§ **Selected extract**:
--- START ---
# 1,000 Euro EV Build



## jackbauer (Jan 12, 2008)

So I'm starting a new project. Probably quite insane but I think I can pull it off. In short, I'm going to try and perform a practical EV conversion on a BMW E36 for 1,000 Euros or less. I have set the following rules :

1) No lead acid batteries allowed
2) Range of 40 miles and top speed of at least 70mph
3) Total conversion cost including batteries of one thousand Euros or less

Now, I'm not totally mad (ok I'm halfway there) as I can now seem to get Opel Ampera / Chevy Volt packs for around the 500/600 Euro mark here in Ireland. I think this leaves me enough room to do a nice simple DC conversion with all the normal addons like power steering/brakes/heat etc.

I picked up the cheapest E36 in Ireland. A 96 saloon with ....wait for it......248,000 miles on the clock, a truly horrific 4 cylinder diesel engine and a smell of sheep from the interior...

Stay tuned to see if (when) I screw this up


----------



## piotrsko (Dec 9, 2007)

I can't see how someone like you could screw this up. Might not be 1000, but my money says you will be close.


----------



## jackbauer (Jan 12, 2008)

And of course a video : https://www.youtube.com/watch?v=nkg8Rk-aP4U


----------



## jackbauer (Jan 12, 2008)

Found 73 cents in the center console. Now officially the €1,000.73 build


----------



## electrico (May 18, 2017)

This is very cool. Would you like to write a blog post about this? If yes, Please PM me.


----------



## RonanRaver (Mar 4, 2018)

Looks very interesting  I shall be following on youtube.


----------



## electro wrks (Mar 5, 2012)

jackbauer said:


> Found 73 cents in the center console. Now officially the €1,000.73 build


You think you're on a tight budget? I heard a rumor that the launch of the Spacex Falcon Heavy was delayed partly because they were still digging out coins hidden in Elon's Roadster.


----------



## jackbauer (Jan 12, 2008)

Zero G will free them off Next episode we'll be talking motors!


----------



## splitbusvanatic (Mar 7, 2018)

Excellent Damien.
--- END ---
§ **Tasks to carry out**:
[1] Retype the EV build thread from "Now, I'm not" to "from the interior...".
[2] What range and top speed does the EV build thread set as one of its rules?
The entries that come next are separate material and have no connection to the EV build thread.

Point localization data
--- START ---
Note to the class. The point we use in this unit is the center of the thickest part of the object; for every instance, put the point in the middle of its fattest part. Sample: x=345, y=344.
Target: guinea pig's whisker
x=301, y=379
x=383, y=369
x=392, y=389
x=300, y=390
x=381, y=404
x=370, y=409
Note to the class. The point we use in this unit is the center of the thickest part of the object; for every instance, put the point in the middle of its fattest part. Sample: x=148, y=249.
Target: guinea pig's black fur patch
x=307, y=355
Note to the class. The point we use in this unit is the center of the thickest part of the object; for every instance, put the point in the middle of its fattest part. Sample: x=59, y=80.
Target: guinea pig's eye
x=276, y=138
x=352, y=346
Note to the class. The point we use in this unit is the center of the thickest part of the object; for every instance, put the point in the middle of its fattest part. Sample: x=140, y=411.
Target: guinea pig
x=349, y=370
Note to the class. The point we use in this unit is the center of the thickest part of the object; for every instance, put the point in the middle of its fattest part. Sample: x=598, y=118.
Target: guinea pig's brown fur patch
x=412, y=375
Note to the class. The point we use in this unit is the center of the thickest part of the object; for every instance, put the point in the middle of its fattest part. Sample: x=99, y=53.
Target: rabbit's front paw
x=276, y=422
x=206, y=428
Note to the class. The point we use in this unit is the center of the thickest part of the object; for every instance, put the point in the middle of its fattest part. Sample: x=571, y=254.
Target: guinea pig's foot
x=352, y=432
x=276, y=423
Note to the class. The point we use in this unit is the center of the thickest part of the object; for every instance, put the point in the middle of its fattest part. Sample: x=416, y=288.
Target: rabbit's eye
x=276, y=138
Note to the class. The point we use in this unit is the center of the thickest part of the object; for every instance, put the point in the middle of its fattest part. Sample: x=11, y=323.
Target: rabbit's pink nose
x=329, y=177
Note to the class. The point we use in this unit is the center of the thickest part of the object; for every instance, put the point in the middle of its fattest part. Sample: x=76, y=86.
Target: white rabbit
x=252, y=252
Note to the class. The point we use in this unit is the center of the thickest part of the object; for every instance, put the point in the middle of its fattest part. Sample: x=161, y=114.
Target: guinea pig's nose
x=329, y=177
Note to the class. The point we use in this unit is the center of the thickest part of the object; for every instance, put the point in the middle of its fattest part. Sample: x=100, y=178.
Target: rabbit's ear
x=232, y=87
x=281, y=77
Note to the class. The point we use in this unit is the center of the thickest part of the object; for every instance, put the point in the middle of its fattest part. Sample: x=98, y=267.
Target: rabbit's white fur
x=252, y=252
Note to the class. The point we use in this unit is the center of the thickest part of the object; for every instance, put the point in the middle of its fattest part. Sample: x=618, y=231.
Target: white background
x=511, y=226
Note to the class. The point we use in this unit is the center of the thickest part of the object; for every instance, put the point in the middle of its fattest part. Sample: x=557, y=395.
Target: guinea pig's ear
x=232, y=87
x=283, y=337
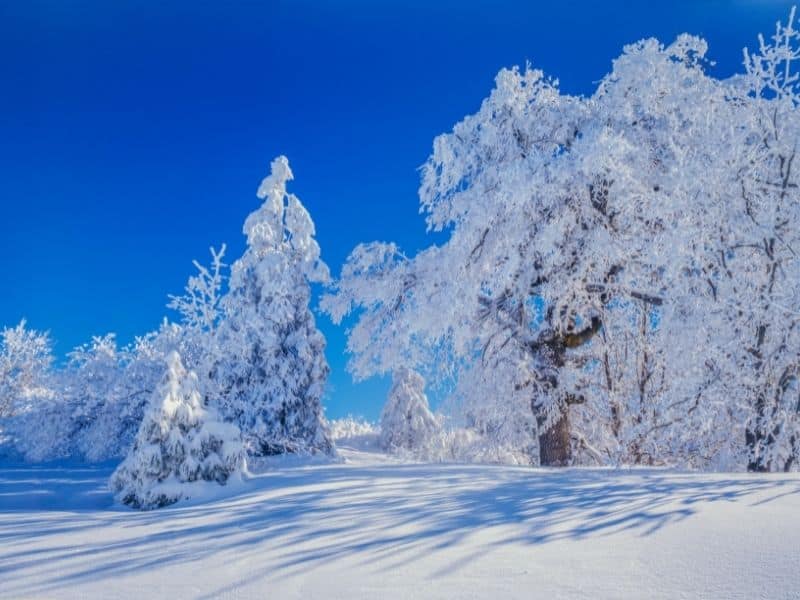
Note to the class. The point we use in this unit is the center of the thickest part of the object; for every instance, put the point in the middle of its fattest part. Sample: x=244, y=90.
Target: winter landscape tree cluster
x=620, y=280
x=619, y=283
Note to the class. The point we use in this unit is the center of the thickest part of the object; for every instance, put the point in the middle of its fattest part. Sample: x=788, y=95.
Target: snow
x=374, y=527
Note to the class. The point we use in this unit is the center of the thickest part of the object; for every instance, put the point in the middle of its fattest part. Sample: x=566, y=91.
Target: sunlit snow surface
x=372, y=527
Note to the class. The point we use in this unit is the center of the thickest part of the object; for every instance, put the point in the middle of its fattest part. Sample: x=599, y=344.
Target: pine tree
x=180, y=444
x=271, y=371
x=406, y=421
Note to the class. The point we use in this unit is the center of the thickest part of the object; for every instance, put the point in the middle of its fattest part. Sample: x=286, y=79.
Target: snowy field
x=371, y=527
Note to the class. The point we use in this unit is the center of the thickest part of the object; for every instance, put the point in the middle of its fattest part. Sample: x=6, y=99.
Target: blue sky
x=134, y=135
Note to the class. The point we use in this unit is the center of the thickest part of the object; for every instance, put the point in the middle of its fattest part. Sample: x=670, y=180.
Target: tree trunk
x=555, y=449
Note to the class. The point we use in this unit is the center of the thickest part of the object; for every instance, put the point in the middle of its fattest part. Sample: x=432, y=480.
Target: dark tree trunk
x=555, y=449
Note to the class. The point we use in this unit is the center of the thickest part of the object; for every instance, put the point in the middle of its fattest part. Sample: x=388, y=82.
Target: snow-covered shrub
x=180, y=446
x=351, y=427
x=271, y=370
x=407, y=422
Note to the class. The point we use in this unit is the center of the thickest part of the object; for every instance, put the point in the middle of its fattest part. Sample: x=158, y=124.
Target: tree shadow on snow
x=291, y=520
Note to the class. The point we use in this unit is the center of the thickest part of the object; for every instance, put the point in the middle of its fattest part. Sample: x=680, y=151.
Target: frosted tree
x=580, y=232
x=25, y=366
x=763, y=265
x=271, y=372
x=180, y=446
x=406, y=420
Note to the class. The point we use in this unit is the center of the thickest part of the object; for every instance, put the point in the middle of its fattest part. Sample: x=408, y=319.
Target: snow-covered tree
--- END ---
§ **Problem solutions**:
[1]
Now, I'm not totally mad (ok I'm halfway there) as I can now seem to get Opel Ampera / Chevy Volt packs for around the 500/600 Euro mark here in Ireland. I think this leaves me enough room to do a nice simple DC conversion with all the normal addons like power steering/brakes/heat etc.

I picked up the cheapest E36 in Ireland. A 96 saloon with ....wait for it......248,000 miles on the clock, a truly horrific 4 cylinder diesel engine and a smell of sheep from the interior...

[2] A range of 40 miles and a top speed of at least 70 mph.